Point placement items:
--

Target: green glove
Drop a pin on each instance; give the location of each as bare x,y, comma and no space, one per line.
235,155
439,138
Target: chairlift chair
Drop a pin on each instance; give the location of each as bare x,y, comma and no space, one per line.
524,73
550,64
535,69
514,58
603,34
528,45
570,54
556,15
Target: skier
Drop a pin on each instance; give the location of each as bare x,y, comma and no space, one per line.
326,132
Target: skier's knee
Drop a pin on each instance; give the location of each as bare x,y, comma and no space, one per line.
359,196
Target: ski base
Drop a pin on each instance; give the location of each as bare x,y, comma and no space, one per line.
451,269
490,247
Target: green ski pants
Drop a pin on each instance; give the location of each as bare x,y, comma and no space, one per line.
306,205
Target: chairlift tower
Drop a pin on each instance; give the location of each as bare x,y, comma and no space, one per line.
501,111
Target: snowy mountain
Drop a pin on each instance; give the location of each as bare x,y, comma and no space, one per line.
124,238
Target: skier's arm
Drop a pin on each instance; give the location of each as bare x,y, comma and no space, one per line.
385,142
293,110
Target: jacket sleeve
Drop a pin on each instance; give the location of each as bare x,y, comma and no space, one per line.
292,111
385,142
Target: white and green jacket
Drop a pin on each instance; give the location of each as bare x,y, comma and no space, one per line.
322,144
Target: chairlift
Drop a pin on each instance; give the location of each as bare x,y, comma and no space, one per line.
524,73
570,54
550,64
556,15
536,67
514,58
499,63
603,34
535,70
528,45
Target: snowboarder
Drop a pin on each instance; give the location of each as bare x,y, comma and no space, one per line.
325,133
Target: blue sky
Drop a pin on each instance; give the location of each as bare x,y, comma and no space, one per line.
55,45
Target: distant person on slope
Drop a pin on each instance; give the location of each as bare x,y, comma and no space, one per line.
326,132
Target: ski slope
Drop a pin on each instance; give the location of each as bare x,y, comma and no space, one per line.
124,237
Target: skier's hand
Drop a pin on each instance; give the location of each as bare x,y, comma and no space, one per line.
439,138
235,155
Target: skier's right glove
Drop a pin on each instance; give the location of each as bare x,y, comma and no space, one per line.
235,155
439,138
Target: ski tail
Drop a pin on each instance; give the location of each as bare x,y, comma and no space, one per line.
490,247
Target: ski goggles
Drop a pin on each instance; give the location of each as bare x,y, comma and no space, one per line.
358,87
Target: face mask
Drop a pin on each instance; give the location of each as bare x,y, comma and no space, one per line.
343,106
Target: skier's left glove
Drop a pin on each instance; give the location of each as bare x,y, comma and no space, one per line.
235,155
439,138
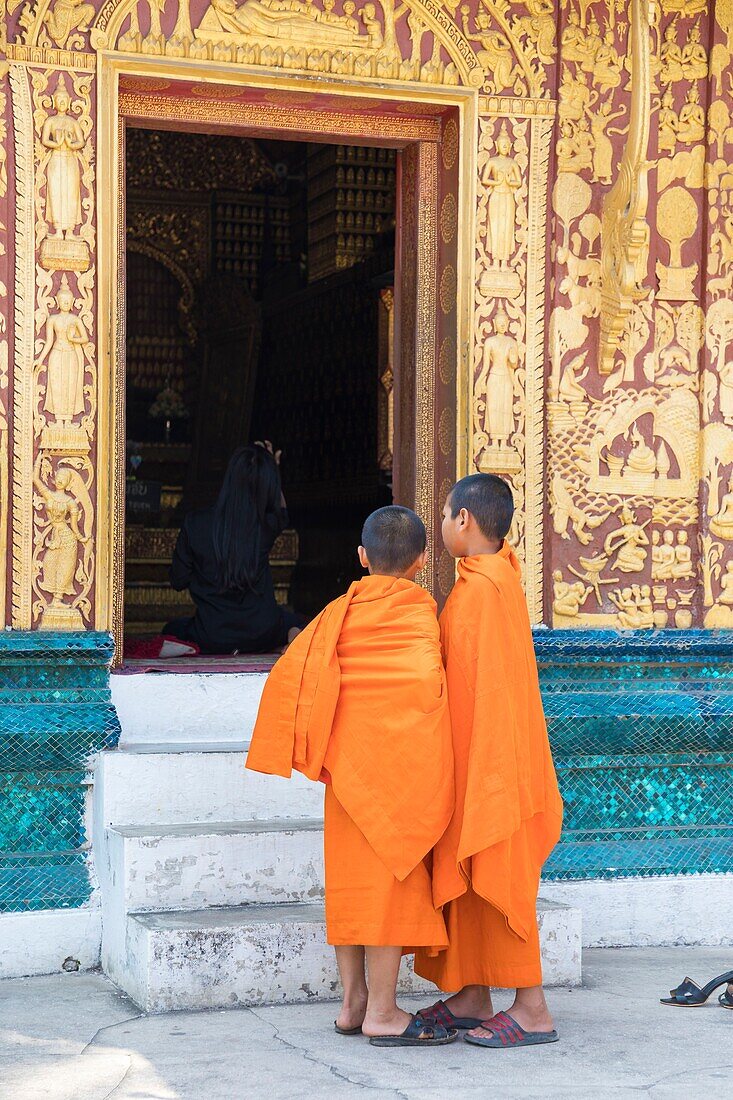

--

Rewrite every item above, replacing "Drop a pin on" with "Place a point on" each time it occurs and changing nothing else. Leave the pictures out of your answer.

■ Reply to the exercise ■
Target: green glove
Place a point on each instance; give the location of each as bare x,y, comma and no space, one per line.
235,155
439,138
Target: chairlift chair
Place a point on each instance; give the location of each as bare x,y, comma and no space, one per line.
524,73
550,64
535,69
514,58
603,34
528,45
570,54
556,15
Target: skier
Place a point on each instance; give the location of each as bare x,y, comma and no space, one per line.
326,132
Target: skier's knee
Place a point on each instance; give the location of each as bare x,y, comma and no space, one per line.
359,196
Target: ski base
Place a point on each instance; give the location of each as bare x,y, comma and no space, one per line.
451,269
490,247
Target: green ski pants
Place a point on each instance; give the location of each as bare x,y, comma and no space, one per line.
306,205
Target: chairlift tower
Place a point on each instance; give the location of each as bare x,y, comma and no space, one per line.
501,111
Target: snowy mountain
Place a point on each instance; give the location of each as bare x,y, comma and no space, one per line.
124,238
Target: skier's arm
Place a point on each instance; give the location of each as bare x,y, comma and no space, one per line.
385,142
293,110
Target: jacket sleeve
Place a point on each instance; give the location of each as bare x,y, comma and no space, one per line.
292,111
385,142
Target: white and green jacket
Place a point on each instance; give the location of each as bare x,y, comma and no space, one per line.
322,144
Target: chairlift
Place a point on each instance; give the location of each as bare x,y, comma and no space, one per line.
524,73
570,54
550,64
556,15
536,67
514,58
499,63
603,34
535,70
528,45
Target: snowboarder
Place a point on each instance; give the location of each as bare x,y, comma and no space, one per line.
325,133
Target: blue sky
Place a point on each instance; give the location of each as bare x,y, comma and no space, one per line.
55,45
Target: distant person on slope
Place a point on each instance; give the location of each as bare x,y, comma and no space, one per line.
326,132
Target: ski slope
Place a point on each instance; give the location of each as bare x,y, comma and no space, one per line.
124,237
Target: skier's hand
Place a point on each instance; give the location of each as bare x,y, comma and no space, one per line.
439,138
235,155
Target: skier's right glove
Place a point on each instance; give the location of each as bare x,y, comma and no space, one per line.
235,155
439,138
Target: ski tail
Place a point on each instance; give the location of each as bare x,y, comma and no space, one per line.
490,247
Target: ski goggles
Place a point on each instance; give the location of each as bare x,y, comma and no space, one per line.
358,87
Target: face mask
Place a point on each instance; give the location of each as bare x,y, comma and no space, one per line.
343,106
Target: skier's left glove
Place a point on each instance; give the location of each as bare x,y, comma and no space, one per line.
235,155
439,138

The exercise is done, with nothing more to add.